**Task requirements**
From the items below, filter out and copy every line that contains the word "hand". Case counts.

**Entries**
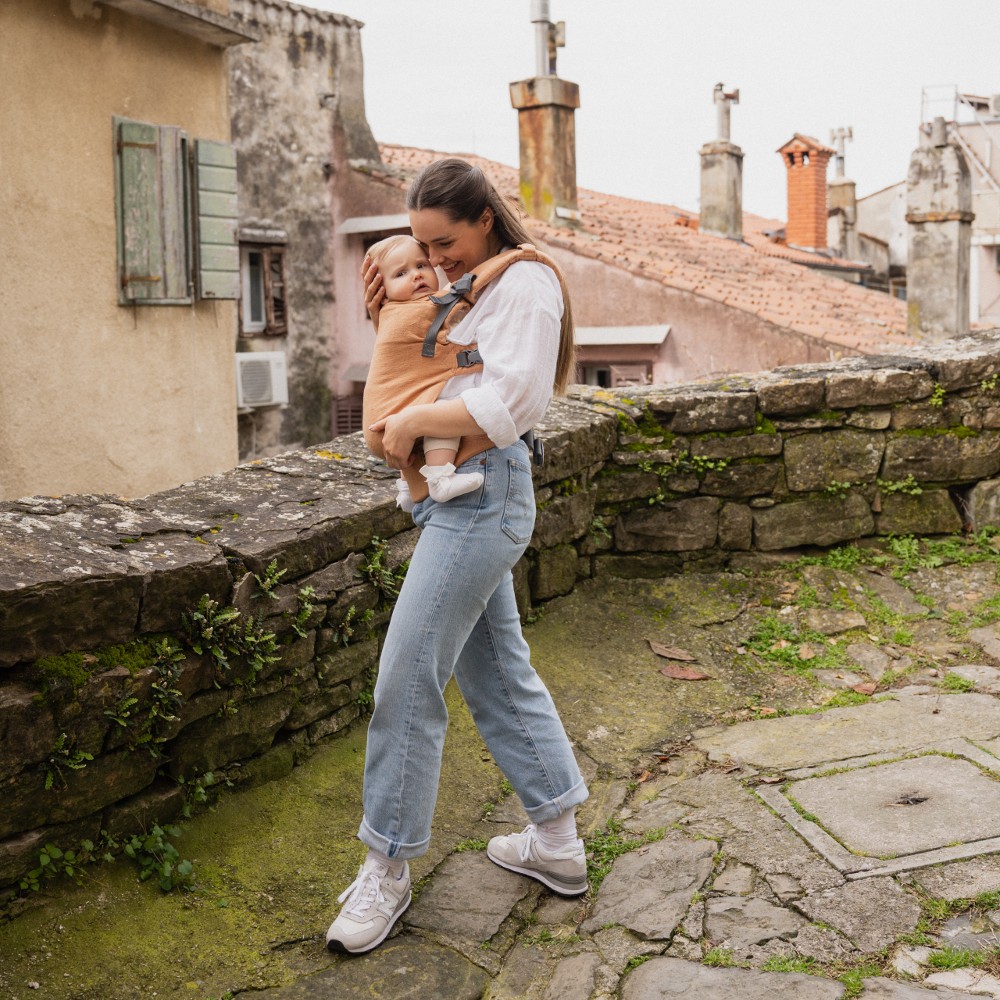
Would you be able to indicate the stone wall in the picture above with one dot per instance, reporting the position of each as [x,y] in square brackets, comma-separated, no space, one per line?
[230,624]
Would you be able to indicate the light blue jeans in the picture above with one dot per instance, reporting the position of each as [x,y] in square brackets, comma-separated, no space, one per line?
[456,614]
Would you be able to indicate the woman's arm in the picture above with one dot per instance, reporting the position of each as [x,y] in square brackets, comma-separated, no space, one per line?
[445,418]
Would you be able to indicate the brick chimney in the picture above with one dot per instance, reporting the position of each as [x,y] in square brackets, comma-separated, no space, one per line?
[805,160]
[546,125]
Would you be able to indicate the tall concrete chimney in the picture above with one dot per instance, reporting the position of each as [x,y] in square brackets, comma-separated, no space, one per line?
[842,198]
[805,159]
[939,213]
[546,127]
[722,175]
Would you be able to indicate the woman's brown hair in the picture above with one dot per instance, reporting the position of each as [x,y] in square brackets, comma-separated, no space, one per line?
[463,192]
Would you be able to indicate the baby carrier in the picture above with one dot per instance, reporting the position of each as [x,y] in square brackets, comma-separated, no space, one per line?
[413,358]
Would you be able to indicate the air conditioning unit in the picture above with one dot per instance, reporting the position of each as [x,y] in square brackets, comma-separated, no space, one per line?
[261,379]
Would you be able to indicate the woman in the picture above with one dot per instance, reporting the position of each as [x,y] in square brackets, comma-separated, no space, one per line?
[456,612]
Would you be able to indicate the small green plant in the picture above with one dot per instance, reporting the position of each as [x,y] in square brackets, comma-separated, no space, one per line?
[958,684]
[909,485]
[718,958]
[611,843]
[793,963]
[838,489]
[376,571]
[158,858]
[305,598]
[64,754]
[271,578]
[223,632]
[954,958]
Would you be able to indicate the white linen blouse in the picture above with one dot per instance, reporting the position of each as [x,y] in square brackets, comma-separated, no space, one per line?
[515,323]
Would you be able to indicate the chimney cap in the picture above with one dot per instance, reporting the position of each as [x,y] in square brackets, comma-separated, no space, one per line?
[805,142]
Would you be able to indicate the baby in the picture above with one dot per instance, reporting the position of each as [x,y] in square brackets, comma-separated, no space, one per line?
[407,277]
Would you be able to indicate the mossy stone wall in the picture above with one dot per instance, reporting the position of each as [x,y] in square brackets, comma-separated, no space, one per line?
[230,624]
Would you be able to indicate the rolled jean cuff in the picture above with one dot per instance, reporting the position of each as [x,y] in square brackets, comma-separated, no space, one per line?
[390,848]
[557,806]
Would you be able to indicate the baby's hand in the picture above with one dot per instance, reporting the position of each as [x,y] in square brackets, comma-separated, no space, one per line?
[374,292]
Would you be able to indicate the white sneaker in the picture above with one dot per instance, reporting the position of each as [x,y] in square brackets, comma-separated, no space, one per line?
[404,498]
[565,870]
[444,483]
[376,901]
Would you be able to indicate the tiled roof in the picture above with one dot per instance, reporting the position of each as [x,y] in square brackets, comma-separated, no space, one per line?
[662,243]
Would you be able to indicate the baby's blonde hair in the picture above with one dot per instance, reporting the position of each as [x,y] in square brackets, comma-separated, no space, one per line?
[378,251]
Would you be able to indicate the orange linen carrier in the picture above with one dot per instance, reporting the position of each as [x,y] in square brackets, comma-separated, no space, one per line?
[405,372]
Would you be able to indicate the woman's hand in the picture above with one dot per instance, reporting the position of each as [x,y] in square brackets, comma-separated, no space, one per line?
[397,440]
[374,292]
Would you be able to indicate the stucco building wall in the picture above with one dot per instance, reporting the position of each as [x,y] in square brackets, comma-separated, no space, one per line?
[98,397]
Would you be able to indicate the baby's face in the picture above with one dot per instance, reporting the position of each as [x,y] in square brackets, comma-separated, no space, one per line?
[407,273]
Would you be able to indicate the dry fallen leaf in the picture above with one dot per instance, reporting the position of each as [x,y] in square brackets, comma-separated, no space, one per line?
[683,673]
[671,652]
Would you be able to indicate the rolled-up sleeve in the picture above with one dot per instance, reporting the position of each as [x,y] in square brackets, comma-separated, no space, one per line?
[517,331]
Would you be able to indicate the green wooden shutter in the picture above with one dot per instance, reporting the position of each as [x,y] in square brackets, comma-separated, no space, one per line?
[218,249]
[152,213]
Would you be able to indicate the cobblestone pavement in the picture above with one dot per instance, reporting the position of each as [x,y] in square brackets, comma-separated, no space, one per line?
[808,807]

...

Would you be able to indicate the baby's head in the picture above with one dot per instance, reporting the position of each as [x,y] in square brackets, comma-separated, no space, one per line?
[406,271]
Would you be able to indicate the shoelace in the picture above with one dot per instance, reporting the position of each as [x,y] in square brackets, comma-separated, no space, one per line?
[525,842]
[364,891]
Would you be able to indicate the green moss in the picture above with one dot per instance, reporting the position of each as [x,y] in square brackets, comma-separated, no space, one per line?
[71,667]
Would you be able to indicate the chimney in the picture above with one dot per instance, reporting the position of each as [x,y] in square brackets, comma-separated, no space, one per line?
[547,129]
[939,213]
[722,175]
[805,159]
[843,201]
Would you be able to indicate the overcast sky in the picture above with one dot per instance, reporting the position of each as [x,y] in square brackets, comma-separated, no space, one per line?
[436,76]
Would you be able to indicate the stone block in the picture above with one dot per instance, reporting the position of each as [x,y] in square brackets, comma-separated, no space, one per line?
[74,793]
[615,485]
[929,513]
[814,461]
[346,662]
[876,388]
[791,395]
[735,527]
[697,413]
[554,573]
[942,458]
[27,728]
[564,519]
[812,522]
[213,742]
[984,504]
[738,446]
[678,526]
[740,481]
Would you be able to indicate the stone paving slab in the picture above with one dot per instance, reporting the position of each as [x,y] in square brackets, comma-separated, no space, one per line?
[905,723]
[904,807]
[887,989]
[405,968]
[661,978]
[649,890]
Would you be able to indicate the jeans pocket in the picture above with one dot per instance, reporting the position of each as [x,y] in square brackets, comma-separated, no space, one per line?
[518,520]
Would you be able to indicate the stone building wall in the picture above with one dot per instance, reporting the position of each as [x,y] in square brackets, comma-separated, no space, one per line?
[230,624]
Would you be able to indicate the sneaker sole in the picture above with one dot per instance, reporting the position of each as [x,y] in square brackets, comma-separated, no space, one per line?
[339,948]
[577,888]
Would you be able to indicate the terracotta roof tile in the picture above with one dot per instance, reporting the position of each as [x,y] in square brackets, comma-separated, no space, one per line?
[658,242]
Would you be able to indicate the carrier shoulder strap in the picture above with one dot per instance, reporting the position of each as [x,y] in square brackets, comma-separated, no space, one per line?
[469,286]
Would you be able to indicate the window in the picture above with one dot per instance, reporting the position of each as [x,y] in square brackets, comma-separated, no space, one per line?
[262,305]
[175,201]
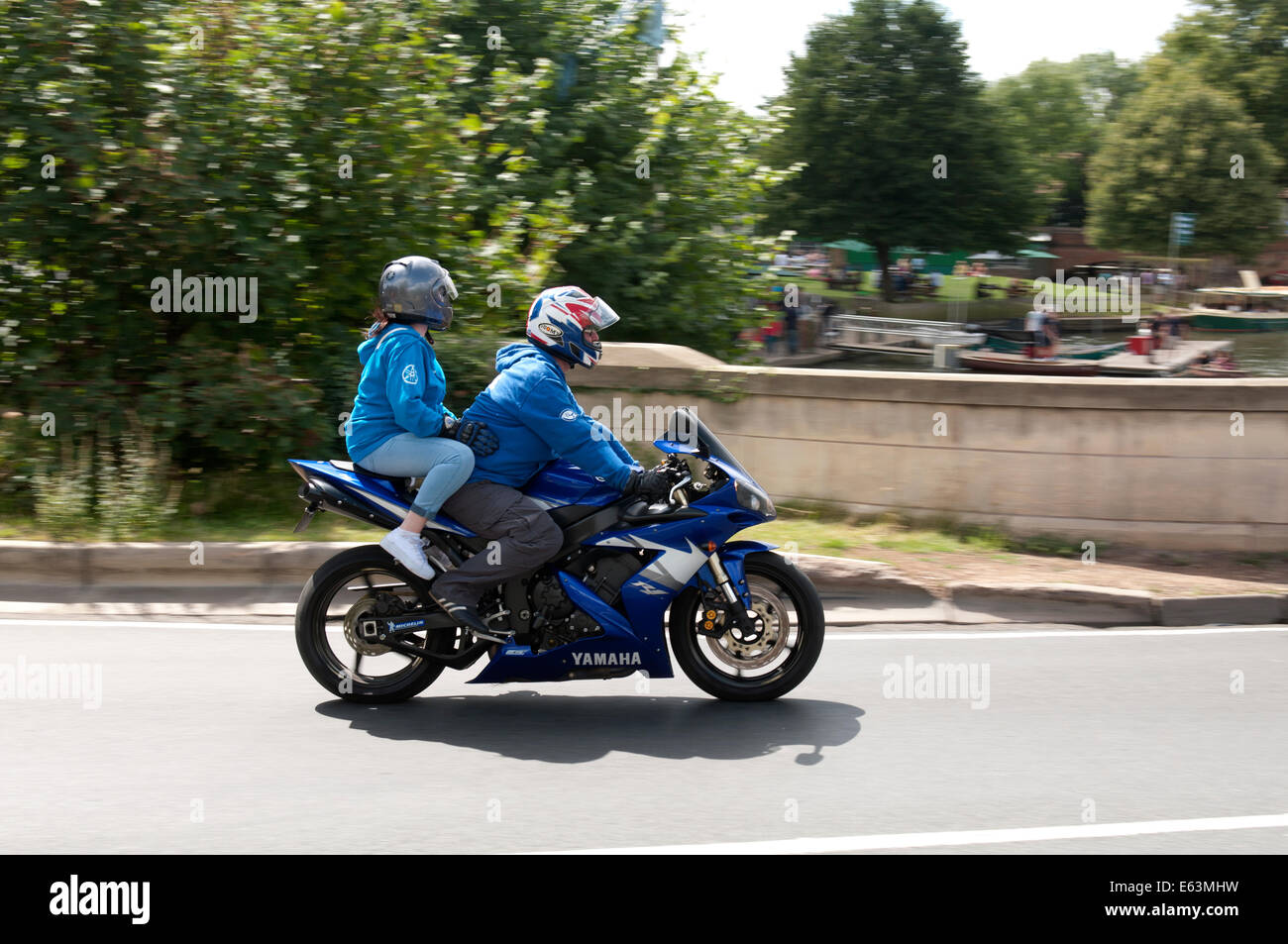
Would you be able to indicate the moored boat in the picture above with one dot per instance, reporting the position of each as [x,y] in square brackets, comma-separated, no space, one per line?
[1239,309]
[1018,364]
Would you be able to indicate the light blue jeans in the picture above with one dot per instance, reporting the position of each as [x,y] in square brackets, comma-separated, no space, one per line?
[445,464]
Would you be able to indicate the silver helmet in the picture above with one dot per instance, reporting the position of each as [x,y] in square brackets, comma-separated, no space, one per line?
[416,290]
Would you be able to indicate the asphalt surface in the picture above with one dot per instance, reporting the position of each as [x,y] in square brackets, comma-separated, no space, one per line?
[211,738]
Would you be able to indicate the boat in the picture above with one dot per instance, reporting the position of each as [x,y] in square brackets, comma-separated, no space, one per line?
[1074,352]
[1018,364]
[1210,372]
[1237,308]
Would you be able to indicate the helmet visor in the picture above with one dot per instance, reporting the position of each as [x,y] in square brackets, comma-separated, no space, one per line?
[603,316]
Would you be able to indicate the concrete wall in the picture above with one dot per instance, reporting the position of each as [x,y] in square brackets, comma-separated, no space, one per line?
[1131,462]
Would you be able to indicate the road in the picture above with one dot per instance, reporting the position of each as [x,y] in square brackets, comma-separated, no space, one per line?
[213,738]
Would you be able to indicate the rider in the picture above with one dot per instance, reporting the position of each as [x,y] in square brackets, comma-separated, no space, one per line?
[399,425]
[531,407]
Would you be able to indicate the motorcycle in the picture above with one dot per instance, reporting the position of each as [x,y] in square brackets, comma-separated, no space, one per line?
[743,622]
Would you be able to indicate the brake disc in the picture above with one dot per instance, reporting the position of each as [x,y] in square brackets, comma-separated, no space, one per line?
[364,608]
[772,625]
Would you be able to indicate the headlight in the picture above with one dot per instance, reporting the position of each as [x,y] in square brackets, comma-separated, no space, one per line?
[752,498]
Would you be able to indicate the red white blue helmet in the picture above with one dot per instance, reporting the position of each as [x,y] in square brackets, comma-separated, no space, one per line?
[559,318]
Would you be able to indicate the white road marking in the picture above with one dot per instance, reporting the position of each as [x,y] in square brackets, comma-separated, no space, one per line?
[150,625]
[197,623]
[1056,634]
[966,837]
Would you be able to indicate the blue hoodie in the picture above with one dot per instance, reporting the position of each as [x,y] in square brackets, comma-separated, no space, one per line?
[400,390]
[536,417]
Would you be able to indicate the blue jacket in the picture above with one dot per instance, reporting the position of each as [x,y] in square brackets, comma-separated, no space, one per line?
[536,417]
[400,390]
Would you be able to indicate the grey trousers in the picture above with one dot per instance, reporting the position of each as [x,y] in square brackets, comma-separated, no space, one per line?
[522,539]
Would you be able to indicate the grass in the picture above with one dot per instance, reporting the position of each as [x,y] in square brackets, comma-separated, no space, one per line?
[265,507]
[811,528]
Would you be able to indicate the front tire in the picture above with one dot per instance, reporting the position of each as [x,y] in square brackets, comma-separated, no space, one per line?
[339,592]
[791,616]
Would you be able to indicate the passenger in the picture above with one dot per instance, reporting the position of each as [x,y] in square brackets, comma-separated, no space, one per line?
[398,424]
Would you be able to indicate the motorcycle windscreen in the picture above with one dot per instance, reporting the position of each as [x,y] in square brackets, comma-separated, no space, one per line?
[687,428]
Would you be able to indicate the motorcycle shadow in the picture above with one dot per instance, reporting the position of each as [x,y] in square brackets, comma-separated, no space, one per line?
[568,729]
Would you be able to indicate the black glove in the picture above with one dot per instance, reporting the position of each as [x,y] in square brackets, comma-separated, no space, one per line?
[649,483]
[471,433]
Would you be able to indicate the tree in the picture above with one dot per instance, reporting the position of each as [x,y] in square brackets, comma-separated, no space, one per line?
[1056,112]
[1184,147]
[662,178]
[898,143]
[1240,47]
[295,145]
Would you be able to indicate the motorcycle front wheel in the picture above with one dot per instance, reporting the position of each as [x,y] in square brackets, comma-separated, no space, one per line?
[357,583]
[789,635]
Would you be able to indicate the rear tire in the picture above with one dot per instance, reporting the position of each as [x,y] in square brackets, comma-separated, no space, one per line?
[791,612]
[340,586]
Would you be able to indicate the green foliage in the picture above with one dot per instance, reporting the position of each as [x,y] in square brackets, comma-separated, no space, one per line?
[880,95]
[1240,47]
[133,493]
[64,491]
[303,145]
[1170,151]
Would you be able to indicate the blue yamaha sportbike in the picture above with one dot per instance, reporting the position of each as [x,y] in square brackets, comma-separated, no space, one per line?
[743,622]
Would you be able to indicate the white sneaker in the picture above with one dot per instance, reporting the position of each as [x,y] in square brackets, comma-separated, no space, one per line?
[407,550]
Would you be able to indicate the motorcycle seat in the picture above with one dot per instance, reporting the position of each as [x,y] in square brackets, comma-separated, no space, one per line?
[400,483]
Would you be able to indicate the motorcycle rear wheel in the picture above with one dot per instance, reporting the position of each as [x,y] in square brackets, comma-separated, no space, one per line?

**Finished task**
Would you be able to indicate the baby's hand in the picture above with one dot per instance, reporting the position of each as [x,y] in square brackets, comma-separated, no space, one per line?
Would you be able to indicate the woman's hand in the picture above with one dot per instance, reporting the position of each as [x,y] in square brackets, comma-separated, no space, one per line?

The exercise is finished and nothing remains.